The concept of making accommodations for a person's disability has been around for decades, and it is the law of the land. As lawyers and as a legal profession, we are supposed to have a heightened awareness of the law, even if the specific area at issue is not an individual lawyer's specialty. We would expect testing agencies that work regularly and frequently with test takers with disabilities to be particularly mindful and aware of their obligations under the law to provide accommodations. Logically we could expect a testing agency that offers licensing exams in the legal profession to be acutely aware of its obligations and ready to comply with the dictates of the law.
Imagine my surprise when the National Conference of Bar Examiners (NCBE) refused to provide the accommodation most frequently used by law students. NCBE offers a number of examinations, but, most important, it offers the Multistate Bar Examination (MBE) and Multistate Professional Responsibility Examination (MPRE). The MBE is a two-hundred-question multiple-choice exam testing several areas of the law, and it is used in something like forty-eight jurisdictions in the country. The MPRE is a much shorter multiple choice exam that tests the applicant's knowledge of the ethical rules governing the practice of law. In just about every state a person has to pass both of these exams, along with some other essay exams, to become licensed. For an aspiring lawyer the MBE and MPRE are mandatory in almost every state, and these examinations are difficult enough that it is hard to achieve passing scores. This means that a blind applicant's most familiar and strongest alternative technique must be employed to give the blind test taker the best shot at passing these difficult exams.
As I mentioned previously, the vast majority of blind law students today use various screen readers to access their law school materials and take their exams. It is not difficult to understand why blind bar applicants coming out of law school today wish to take the MBE and MPRE using assistive technology. Using a screen reader permits the blind test taker to move quickly through the text and go back and forth with ease to reread various passages, an ability necessary in the bar examination.
In 2009 Stephanie Enyart contacted me and told me that NCBE practice was to deny blind bar applicants the use of assistive technology on the MBE and MPRE. She is a blind 2009 honors graduate of the University of California at Los Angeles (UCLA) School of Law. She also served as the first president of the National Association of Law Students with Disabilities and was also a member of the NFB chapter in the western Los Angeles area.

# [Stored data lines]
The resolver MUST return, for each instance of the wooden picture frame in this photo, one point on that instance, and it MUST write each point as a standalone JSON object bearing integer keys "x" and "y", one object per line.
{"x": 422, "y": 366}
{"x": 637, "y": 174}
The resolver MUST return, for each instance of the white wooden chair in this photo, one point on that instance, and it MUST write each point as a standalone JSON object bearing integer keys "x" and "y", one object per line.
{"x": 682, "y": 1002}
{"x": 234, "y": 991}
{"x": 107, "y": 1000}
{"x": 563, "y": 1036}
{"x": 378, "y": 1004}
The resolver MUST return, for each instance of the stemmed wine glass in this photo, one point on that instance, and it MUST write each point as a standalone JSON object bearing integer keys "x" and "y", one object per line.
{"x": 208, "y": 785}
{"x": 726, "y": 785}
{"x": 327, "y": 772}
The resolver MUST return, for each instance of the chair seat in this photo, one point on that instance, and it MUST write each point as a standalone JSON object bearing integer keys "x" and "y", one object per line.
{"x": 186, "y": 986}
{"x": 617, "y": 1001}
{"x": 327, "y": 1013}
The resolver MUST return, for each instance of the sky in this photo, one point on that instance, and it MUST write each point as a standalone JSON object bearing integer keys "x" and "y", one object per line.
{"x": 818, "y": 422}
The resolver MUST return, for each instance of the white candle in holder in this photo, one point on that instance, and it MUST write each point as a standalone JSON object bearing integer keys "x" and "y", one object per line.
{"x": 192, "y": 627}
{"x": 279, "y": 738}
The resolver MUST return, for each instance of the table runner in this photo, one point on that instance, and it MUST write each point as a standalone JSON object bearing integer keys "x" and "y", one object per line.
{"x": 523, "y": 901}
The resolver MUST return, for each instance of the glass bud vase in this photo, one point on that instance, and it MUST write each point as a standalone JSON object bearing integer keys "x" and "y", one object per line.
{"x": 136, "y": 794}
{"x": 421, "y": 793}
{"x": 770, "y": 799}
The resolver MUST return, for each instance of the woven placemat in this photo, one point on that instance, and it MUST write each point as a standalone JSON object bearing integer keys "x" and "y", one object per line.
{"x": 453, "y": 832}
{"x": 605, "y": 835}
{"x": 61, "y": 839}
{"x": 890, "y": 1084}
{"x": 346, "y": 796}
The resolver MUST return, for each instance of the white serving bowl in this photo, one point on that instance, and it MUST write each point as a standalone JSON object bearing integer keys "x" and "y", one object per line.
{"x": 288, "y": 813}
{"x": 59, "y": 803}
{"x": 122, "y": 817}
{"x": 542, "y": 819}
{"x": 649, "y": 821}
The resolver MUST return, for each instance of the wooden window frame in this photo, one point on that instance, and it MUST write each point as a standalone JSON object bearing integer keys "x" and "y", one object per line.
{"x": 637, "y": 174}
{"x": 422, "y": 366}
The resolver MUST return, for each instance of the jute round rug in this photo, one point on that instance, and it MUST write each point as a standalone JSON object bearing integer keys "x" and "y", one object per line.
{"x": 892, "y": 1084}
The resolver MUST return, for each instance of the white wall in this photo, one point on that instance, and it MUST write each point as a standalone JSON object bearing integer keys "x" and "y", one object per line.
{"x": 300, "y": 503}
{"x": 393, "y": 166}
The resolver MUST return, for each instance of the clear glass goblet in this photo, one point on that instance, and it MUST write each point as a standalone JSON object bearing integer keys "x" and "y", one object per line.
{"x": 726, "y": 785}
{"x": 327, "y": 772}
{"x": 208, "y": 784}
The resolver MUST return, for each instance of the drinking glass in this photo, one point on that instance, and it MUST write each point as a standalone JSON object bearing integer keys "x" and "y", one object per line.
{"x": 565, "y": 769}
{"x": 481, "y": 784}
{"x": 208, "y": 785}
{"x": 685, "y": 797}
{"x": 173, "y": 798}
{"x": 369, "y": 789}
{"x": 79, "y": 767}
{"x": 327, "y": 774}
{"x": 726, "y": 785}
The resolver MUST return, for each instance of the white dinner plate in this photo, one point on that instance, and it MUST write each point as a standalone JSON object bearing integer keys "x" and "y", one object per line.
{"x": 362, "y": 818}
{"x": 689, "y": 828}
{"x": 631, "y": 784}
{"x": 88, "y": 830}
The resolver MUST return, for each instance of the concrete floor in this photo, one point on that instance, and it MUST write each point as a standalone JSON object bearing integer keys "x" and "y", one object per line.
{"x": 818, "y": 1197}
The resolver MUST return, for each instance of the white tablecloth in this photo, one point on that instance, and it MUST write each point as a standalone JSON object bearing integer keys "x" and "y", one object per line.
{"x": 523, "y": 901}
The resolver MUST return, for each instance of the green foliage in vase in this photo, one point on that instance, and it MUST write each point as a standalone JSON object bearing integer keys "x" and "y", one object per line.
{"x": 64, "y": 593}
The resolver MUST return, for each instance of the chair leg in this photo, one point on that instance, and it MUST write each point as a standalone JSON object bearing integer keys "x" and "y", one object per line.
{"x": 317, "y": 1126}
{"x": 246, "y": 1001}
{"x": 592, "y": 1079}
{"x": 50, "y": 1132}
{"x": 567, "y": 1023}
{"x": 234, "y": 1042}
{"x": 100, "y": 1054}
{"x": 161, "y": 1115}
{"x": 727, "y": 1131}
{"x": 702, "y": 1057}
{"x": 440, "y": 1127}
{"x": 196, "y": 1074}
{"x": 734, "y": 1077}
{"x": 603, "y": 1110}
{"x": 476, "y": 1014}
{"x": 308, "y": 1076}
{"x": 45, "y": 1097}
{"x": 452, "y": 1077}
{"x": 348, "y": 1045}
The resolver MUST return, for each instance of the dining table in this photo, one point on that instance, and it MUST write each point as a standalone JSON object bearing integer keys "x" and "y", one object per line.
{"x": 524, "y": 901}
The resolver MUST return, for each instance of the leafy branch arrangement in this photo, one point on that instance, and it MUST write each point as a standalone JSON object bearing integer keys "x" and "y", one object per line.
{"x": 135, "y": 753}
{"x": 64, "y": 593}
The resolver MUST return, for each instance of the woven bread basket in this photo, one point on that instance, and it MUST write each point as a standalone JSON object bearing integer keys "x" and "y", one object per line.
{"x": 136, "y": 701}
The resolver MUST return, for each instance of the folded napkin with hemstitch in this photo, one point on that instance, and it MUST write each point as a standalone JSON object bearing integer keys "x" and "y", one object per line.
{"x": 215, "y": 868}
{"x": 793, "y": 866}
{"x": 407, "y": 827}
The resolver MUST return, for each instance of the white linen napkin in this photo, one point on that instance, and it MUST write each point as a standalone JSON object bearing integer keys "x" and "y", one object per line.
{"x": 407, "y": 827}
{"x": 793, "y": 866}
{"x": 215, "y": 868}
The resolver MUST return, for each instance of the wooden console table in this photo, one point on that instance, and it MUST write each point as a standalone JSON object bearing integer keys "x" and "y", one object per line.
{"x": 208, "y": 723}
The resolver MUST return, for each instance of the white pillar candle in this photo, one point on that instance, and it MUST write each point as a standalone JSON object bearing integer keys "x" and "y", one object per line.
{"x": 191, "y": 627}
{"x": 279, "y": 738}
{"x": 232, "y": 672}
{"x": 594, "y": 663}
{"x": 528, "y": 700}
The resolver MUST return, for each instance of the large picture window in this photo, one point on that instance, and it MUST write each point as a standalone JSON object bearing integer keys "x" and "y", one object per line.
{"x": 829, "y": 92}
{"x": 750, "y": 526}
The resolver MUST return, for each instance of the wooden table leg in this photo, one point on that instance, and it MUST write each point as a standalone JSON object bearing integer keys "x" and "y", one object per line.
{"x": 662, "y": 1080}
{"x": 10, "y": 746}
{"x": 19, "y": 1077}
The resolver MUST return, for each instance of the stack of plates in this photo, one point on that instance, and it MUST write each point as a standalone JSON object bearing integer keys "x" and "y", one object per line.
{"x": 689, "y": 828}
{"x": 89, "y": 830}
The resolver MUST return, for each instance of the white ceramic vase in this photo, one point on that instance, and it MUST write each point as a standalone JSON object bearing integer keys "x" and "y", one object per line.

# [WHAT TO DO]
A: Answer the following questions using the passage on bar exam accommodations:
(i) How many questions does the Multistate Bar Examination contain?
(ii) What knowledge does the Multistate Professional Responsibility Examination test?
(iii) From which law school did Stephanie Enyart graduate, and in what year?
B: Write the next part of the passage on bar exam accommodations, starting after its final sentence.

# [ANSWERS PROVIDED]
A:
(i) Two hundred multiple-choice questions.
(ii) The applicant's knowledge of the ethical rules governing the practice of law.
(iii) The University of California at Los Angeles (UCLA) School of Law, in 2009.

B:
Stephanie knew that she wanted to take the bar examination in late 2009 or early 2010 and needed to use a combination of JAWS and ZoomText. Her initial research revealed that NCBE would not allow her to use these technologies, even though the California Bar Association would allow her to use them on the state portion of the exam. At first I thought this would be a pretty easy problem to solve. Either I, as president of the National Association of Blind Lawyers, or Dr. Maurer, as president of the National Federation of the Blind, could contact NCBE, explain the problem and the proper use of assistive technology, and then walk away with a solution. I refer you to my earlier discussion of making assumptions.
In early 2009 we started our contact with NCBE and urged them to change their policy. To this day their national policy still precludes the use of assistive technology on the portions of the bar examination that they control. Despite their loud and vociferous protestations before the nine different federal courts where we have appeared, I still cannot understand why they continue to refuse to offer the bar examination with the accommodations needed by these blind law students. NCBE has consciously decided to spend millions of dollars in legal fees fighting us rather than finding a workable solution.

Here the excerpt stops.